--- TASK GOAL ---
Each record should reappear exactly in your answer, minus any picture.

Segment Open

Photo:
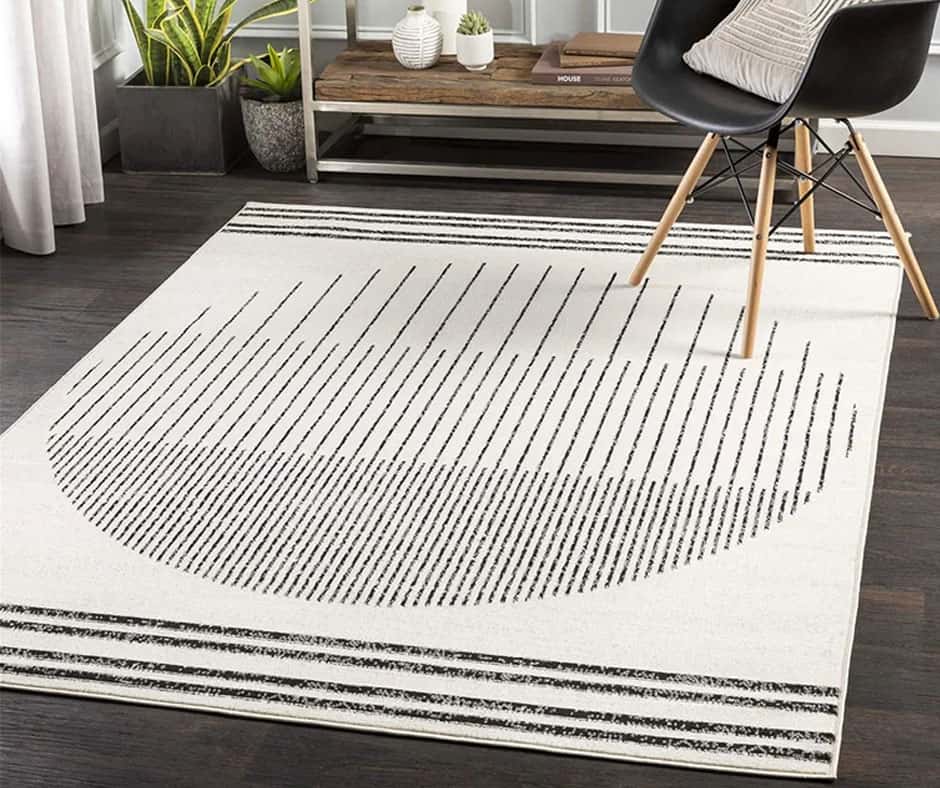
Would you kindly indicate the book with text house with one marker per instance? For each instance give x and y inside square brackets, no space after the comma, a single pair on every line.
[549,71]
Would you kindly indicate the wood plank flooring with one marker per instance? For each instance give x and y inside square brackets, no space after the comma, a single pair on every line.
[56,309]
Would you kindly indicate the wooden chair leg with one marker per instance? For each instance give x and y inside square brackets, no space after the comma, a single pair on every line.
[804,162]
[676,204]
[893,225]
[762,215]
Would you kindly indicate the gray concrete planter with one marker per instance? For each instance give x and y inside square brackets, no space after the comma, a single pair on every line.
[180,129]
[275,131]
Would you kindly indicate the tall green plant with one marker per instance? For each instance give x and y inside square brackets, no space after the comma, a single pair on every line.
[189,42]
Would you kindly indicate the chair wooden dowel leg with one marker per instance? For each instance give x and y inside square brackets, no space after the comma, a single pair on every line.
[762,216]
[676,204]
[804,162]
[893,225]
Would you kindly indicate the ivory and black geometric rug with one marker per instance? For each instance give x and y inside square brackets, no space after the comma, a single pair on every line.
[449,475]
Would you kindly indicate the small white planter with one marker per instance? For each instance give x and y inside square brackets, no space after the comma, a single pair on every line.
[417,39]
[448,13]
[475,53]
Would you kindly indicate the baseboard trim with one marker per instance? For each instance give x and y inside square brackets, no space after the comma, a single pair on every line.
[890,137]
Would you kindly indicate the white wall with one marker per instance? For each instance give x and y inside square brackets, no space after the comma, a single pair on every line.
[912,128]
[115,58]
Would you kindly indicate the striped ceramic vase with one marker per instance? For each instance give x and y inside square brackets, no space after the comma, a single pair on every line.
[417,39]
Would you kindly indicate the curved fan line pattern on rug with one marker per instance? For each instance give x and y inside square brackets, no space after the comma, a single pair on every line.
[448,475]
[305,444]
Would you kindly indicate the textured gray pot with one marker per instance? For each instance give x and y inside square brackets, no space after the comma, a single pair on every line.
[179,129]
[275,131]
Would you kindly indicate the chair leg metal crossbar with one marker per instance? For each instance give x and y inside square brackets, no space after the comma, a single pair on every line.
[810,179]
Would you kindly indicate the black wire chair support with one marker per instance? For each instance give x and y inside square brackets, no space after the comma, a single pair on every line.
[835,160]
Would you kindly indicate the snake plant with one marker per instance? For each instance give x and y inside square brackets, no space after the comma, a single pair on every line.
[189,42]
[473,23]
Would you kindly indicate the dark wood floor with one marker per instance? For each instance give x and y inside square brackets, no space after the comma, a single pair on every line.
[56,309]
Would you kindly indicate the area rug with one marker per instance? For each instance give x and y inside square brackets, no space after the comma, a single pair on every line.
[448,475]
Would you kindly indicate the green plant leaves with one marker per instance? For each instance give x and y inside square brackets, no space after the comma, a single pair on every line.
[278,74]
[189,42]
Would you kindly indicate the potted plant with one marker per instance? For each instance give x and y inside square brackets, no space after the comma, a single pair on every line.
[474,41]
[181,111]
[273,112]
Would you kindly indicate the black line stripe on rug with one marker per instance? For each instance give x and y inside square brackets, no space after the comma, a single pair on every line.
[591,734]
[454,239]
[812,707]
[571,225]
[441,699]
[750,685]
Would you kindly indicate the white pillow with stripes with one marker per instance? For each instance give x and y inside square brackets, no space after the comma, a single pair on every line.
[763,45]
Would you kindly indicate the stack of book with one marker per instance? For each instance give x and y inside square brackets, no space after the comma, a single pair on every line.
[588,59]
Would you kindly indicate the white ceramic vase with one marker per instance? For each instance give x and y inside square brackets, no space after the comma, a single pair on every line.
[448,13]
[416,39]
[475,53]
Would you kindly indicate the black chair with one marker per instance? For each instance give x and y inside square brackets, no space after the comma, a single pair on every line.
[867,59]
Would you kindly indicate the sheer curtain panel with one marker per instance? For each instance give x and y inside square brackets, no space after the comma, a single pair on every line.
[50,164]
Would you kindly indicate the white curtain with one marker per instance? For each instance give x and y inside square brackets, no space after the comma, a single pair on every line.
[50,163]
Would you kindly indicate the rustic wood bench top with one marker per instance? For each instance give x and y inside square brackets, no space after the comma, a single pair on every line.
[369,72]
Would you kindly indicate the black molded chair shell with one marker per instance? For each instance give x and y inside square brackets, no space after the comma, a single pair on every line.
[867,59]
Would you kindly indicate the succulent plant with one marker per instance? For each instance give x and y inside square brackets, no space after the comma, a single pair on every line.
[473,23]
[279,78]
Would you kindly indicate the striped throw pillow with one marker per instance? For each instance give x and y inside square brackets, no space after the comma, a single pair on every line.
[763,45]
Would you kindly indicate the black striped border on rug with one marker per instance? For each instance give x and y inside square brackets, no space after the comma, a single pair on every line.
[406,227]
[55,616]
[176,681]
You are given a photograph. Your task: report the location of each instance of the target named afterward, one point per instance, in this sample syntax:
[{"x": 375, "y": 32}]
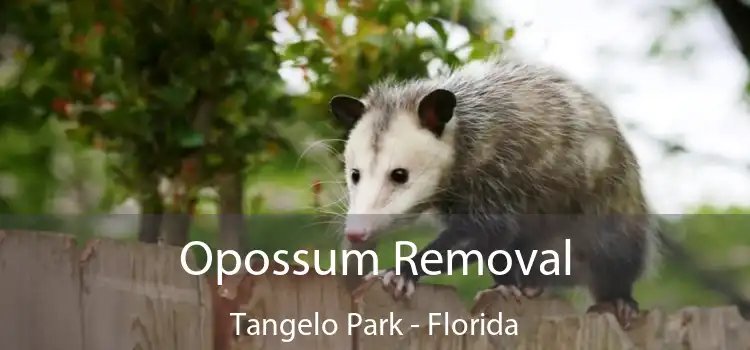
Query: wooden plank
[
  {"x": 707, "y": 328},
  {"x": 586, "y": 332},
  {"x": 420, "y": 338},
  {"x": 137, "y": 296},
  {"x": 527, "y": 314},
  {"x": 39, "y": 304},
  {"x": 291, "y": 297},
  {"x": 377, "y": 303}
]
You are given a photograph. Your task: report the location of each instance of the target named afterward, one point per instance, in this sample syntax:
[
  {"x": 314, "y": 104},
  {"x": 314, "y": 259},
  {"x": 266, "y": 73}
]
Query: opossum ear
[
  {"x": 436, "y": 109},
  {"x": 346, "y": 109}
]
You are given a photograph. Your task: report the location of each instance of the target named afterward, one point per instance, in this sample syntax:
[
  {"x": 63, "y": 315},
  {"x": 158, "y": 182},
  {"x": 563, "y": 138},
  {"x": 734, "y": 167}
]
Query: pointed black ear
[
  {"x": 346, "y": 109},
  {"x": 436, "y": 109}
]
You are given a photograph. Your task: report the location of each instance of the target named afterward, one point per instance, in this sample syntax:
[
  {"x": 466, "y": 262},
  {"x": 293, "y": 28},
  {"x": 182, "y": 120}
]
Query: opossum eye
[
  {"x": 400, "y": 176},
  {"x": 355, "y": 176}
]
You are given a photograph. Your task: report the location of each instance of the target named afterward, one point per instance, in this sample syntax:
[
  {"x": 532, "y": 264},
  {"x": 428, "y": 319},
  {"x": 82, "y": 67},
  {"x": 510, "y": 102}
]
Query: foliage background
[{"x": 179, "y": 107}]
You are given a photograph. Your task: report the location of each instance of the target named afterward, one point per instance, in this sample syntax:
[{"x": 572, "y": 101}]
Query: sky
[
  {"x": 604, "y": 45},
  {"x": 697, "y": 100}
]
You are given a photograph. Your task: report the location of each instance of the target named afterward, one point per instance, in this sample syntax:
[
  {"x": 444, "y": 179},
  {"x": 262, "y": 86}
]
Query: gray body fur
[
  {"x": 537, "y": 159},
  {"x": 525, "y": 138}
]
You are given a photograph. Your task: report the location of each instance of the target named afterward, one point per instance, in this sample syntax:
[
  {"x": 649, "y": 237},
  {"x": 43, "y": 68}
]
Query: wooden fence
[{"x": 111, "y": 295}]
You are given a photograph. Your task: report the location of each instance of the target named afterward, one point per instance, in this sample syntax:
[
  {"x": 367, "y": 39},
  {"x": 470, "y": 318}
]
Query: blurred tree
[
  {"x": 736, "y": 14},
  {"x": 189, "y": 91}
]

Segment Closed

--- RESPONSE TO THE EXERCISE ---
Photo:
Would you kindly indicate the book with text house with one marker per instance? For each instance give x and y inside square brackets, no space after the comma, a single pair on every line.
[549,71]
Would you kindly indicate the wood plank flooring with one marker per instance? For each instance give x and y inside square brackets, no space after the comma, a single pair on every line.
[56,309]
Would you kindly indicate the wooden chair leg with one marker per instance? For each instance give x and y inside square brackets, no space after the comma, a single pair on every line.
[804,162]
[676,204]
[893,225]
[762,215]
Would you kindly indicate the gray concrete planter with one marker per instance? For each instance give x and y inside square brackets, no space after the comma, a single pair on every line.
[180,129]
[275,131]
Would you kindly indicate the tall green plant with one marker per instance? For each instance give x and y inside square brackets, no space after the comma, a single pair on every line.
[189,42]
Would you kindly indicate the chair wooden dowel leg with one marker per instance? For each instance give x and y inside square brackets, no space after the comma, a single pair on every line.
[762,216]
[676,204]
[804,162]
[893,225]
Would you kindly indicate the ivory and black geometric rug with one marker per instance? For each instance give x and y inside square brackets, no space after the comma, a single pair on every line.
[449,475]
Would you kindly indicate the small white planter with one marker per instance? For each instance give x and y inside square brackets, no space after the comma, a single pair on every line.
[417,39]
[448,13]
[475,53]
Would you kindly indicate the baseboard trim with one marker per instance? For each instance give x and y inside square brackets, no space after the comma, a single pair on every line.
[890,137]
Would you kindly indicate the white wall with one marker per instance? For each instance give x and y inside square brackets, no space after the comma, a single pair on every line.
[912,128]
[115,58]
Would you kindly indicate the striped ceramic vase with one marker per instance? For each instance give x and y inside square brackets, no space after the comma, a single pair on every line.
[417,39]
Would you kindly indicate the curved fan line pattern on rug with one marker per instance? For each instance give x and y inside square brackets, no space after the comma, a single pair on every line.
[448,475]
[305,444]
Would you kindly indicate the textured gray pot with one marker per instance? For each instance give x and y inside square brackets, no space after the comma, a single pair on every line.
[179,129]
[275,131]
Would you kindly indicate the chair leg metal crossbar with one marker per instance? For each instance give x and y inside square brackets, no space after the comma, a single pair on every line.
[810,179]
Would you kindly indicate the black wire chair support with one marker per instance? For each instance give x and y inside square brackets, no space after the comma, a single pair on every line.
[835,160]
Would you kindly indicate the snake plant with one marker per instance? For each instance give x and y inside square brackets, no space after the comma, a single pair on every line.
[189,42]
[473,23]
Would you kindly indicate the dark wood floor with one marker per instance? For each instance give x and y inside square brackets, no space after the comma, a single pair on every line.
[56,309]
Would you kindly indicate the area rug with one marker per instance? For each instance give x and y inside square brackets, no space after the comma, a single pair on every line.
[448,475]
Would you kindly indicate the green plant leaves with one marker per instance? For each instance give x and y inside square brackets, no space after the comma, a single pair on every line.
[278,74]
[189,42]
Would you kindly indicate the potted plant with one marker per instance? For each instance give x and y inside square brackets, no space after the comma, a single pair on every line.
[474,41]
[181,111]
[273,112]
Would you kindly indicate the black line stripe on rug with one marker per instance? For each instance give x and y inside square brackets, no space after the comma, a single pair on every line.
[591,734]
[454,239]
[812,707]
[571,225]
[441,699]
[750,685]
Would you kindly indicate the white pillow with stripes with one marker per instance? For each instance give x and y inside square brackets, no space after the comma, a single pair on every line.
[763,45]
Would you kindly indicate the stack of book with one marker per instance? For each instance give x and y inside square brackets, no space after the comma, a single pair on every line.
[588,59]
Would you kindly indicate the white ceramic vase with one marker per instance? For each instance give x and y inside square brackets, no space after the comma, a single pair on every line.
[448,13]
[416,39]
[475,53]
Would you kindly indicate the black chair with one marker per instance? For each instance give x and y inside square brackets, no space after the comma, a single pair on every line.
[867,59]
Would you kindly indicate the sheer curtain panel with one marker per instance? For each instance give x and y inside square brackets, no space after the comma, a single pair on every line.
[50,164]
Would you kindly indicate the white curtain with one marker per instance? For each instance give x and y inside square brackets, no space after the comma, a single pair on every line.
[50,163]
Would you kindly indicate the rustic wood bench top with one marker per instance? For each instance give x and y inside square brackets, no space after the comma, a single pair on every line.
[369,72]
Would you kindly indicate the black molded chair shell with one marker per instance? For each instance give x and y inside square brackets, no space after the comma, a single pair on every line.
[867,59]
Would you kindly indicate the succulent plant with one marker per instance? For each instance give x and y inside square brackets, no space after the comma, a single pair on every line.
[473,23]
[279,78]
Would you kindly indicate the striped throw pillow with one marker per instance? For each instance give x and y inside square brackets, no space after the comma, a single pair on every line.
[763,45]
Would you kindly indicate the black striped border on rug with one marker per instance? For each instance give x and y inside square brackets, no space after the comma, a single pair on every line.
[406,227]
[55,616]
[176,681]
You are given a photograph. Your task: report the location of each instance of the target named afterward, one point per instance, in this sample syntax:
[{"x": 375, "y": 32}]
Query: wooden plank
[
  {"x": 707, "y": 328},
  {"x": 586, "y": 332},
  {"x": 420, "y": 338},
  {"x": 137, "y": 296},
  {"x": 527, "y": 314},
  {"x": 39, "y": 304},
  {"x": 291, "y": 297},
  {"x": 377, "y": 303}
]
You are given a photograph. Your task: report the location of each instance of the target named afterward, one point per instance, in this sample syntax:
[
  {"x": 314, "y": 104},
  {"x": 314, "y": 259},
  {"x": 266, "y": 73}
]
Query: opossum ear
[
  {"x": 436, "y": 109},
  {"x": 346, "y": 109}
]
You are given a photograph. Your task: report the location of each instance of the target named afterward, one point per instance, in this sample syntax:
[
  {"x": 63, "y": 315},
  {"x": 158, "y": 182},
  {"x": 563, "y": 138},
  {"x": 734, "y": 167}
]
Query: pointed black ear
[
  {"x": 346, "y": 109},
  {"x": 436, "y": 109}
]
You are given a photograph. Your task: report the location of each instance of the target named afterward, one point per instance, in this sample syntax:
[
  {"x": 466, "y": 262},
  {"x": 293, "y": 28},
  {"x": 182, "y": 120}
]
Query: opossum eye
[
  {"x": 400, "y": 176},
  {"x": 355, "y": 176}
]
You are given a photograph. Your task: report the location of each instance of the target named afterward, one point per instance, in this sample syntax:
[
  {"x": 532, "y": 264},
  {"x": 428, "y": 319},
  {"x": 82, "y": 67},
  {"x": 510, "y": 102}
]
Query: foliage background
[{"x": 179, "y": 107}]
You are given a photograph. Your task: report the location of each instance of the target named afterward, one point per instance, in this sample syntax:
[{"x": 572, "y": 101}]
Query: sky
[
  {"x": 604, "y": 45},
  {"x": 697, "y": 100}
]
You are given a photograph. Your task: report the location of each instance of the target named afterward, one point per instance, in this sample syntax:
[
  {"x": 444, "y": 179},
  {"x": 262, "y": 86}
]
Query: gray body fur
[
  {"x": 537, "y": 159},
  {"x": 525, "y": 138}
]
You are given a photograph. Your task: report the location of each instance of the target named afterward, one point per instance, in this sample syntax:
[
  {"x": 649, "y": 237},
  {"x": 43, "y": 68}
]
Query: wooden fence
[{"x": 111, "y": 295}]
You are given a photograph. Your task: report the location of each instance of the target named afterward, one point per instance, in this sample syntax:
[
  {"x": 367, "y": 39},
  {"x": 470, "y": 318}
]
Query: blurred tree
[
  {"x": 736, "y": 14},
  {"x": 189, "y": 91}
]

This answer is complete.